◆ WRITTEN PROBLEM: Copy every one of the following items line for line, leaving out the pictures.

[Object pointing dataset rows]
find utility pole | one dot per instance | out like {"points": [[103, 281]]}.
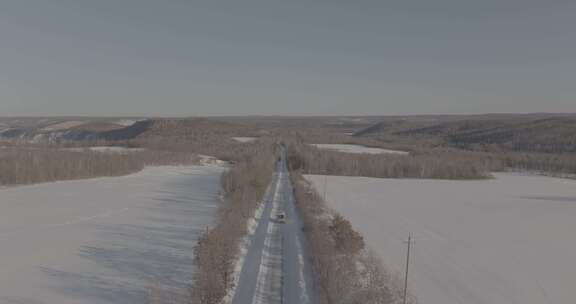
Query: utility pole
{"points": [[407, 265], [325, 188]]}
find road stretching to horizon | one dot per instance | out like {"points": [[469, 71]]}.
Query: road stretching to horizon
{"points": [[276, 267]]}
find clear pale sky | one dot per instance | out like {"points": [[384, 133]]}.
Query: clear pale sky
{"points": [[186, 57]]}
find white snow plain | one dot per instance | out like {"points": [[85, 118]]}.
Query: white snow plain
{"points": [[357, 149], [103, 240], [507, 240], [244, 139]]}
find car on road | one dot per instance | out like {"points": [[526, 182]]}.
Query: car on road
{"points": [[281, 217]]}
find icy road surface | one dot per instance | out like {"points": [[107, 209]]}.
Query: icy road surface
{"points": [[507, 241], [276, 268], [103, 240]]}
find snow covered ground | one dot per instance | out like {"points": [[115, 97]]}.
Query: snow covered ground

◆ CORRECT OUTPUT:
find utility pole | one dot per instance | out like {"points": [[103, 281]]}.
Query: utility pole
{"points": [[407, 265], [325, 188]]}
find road stretching to horizon | one dot per instance | out like {"points": [[469, 71]]}.
Query: road stretching to horizon
{"points": [[276, 267]]}
find clear pale sky | one dot per instance | out like {"points": [[384, 133]]}.
Query: clear pale sky
{"points": [[186, 57]]}
find white snow plain | one dot per instance | out like {"points": [[85, 118]]}.
Query: white snow plain
{"points": [[357, 149], [103, 240], [507, 240], [244, 139]]}
find car on road | one dot per instance | out like {"points": [[526, 182]]}.
Query: car on road
{"points": [[281, 217]]}
find icy road surface | one dot per instance | out like {"points": [[107, 209]]}.
Query: icy road surface
{"points": [[507, 241], [276, 268], [103, 240]]}
find snow covered ground | one dot per instance | out like {"points": [[115, 97]]}.
Query: snow covered ground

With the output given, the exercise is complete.